(Stored data)
++++
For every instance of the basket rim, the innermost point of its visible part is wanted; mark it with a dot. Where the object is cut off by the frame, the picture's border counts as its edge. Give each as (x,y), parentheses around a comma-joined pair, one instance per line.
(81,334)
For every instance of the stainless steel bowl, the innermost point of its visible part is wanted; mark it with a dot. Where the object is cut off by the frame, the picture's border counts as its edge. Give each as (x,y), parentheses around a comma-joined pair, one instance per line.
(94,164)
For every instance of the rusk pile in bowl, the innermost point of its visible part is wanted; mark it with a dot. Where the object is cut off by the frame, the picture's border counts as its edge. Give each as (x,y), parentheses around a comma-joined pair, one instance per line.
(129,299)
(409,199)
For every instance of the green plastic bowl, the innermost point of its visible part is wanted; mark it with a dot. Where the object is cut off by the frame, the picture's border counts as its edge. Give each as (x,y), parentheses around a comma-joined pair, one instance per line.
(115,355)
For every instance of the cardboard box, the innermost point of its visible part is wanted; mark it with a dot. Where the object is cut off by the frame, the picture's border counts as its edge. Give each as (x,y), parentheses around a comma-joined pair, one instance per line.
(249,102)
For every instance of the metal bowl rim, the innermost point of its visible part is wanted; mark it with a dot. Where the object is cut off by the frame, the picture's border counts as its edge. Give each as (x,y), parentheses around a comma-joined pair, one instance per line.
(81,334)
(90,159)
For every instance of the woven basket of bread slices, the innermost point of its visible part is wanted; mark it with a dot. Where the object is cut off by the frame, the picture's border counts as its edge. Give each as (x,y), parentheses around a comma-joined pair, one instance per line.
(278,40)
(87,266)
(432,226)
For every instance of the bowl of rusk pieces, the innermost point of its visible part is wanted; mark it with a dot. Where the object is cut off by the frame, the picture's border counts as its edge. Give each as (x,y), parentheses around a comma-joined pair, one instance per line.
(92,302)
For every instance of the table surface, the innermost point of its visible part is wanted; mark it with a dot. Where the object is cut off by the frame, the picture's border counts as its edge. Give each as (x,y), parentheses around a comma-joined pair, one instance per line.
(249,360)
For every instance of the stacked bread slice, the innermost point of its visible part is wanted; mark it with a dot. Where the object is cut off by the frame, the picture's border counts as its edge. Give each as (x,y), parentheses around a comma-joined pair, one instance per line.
++++
_TASK_
The entries are to be retyped in full, with no alteration.

_SOLUTION FOR THIS EXERCISE_
For every instance of the basket rim, the innermost point of its visible part is wanted; mark it with a dot. Where the object is cut off by the frame, the picture's border counts as its edge. Give each as (x,y), parentheses around a comma-joined pair, one instance per line.
(81,334)
For every instance of the stainless steel bowl, the innermost point of its visible part is wanted; mark it with a dot. Where the object is cut off by the frame, the picture's border counts as its edge. Give each as (x,y), parentheses around a comma-joined pair, one instance per line.
(94,164)
For every instance of the rusk pile in bowl, the innermost point of its visible part is wanted; mark it with a dot. Where the object is cut off by the frame, the picture's border counts as its edge. Give each as (x,y), parentheses around a comma-joined pair, one instance per line.
(129,299)
(409,199)
For every instance of the green plastic bowl, the innermost point of its visible part is wanted; mark it with a dot. Where the object is cut off by the frame, the picture's border counts as its edge. Give each as (x,y), parentheses around a comma-joined pair, one instance per line.
(115,355)
For every instance of the cardboard box, the innermost point of its visible part is wanted; mark it with a dot. Where the object is cut off by the frame, the picture's border counts as its edge. Give each as (x,y), parentheses around a comma-joined pair, one instance per line.
(249,102)
For every instance of the metal bowl rim, the innermost point of its visible part is wanted; mark it with a dot. Where the object is cut off by the frame, the picture's border counts as its edge. Give each as (x,y), parentheses around a comma-joined pair, one instance per line.
(81,334)
(90,159)
For every instance of the woven basket of bread slices, the innermost point of its visible part is wanted; mark it with a dot. Where the object is cut off by the frame, the picture's border counts as its edge. Give each as (x,y), parentheses around a comma-joined pair, one instance per line.
(278,40)
(87,266)
(432,226)
For every instance of the bowl of rusk pieces, the innermost point of its visible part is wanted; mark it with a dot. Where the object is cut off by the frame, the picture's border counts as its edge. Give each as (x,y), parentheses around a comma-joined pair, one instance per line.
(92,302)
For every instance of the table surface, the innermost point of its visible part is wanted; mark it with a dot. Where the object is cut off by the frame, the picture's border counts as its edge. Give each as (x,y), parentheses around a comma-joined pair, one instance per line.
(249,360)
For every instance of the stacked bread slice, the innermost point of its visible part is wanted; mark it with a dot. Where the object is cut off by the frame, the picture's border counts as its edge. Give each as (x,y), parentheses around a comma-joined pair, one instance per line.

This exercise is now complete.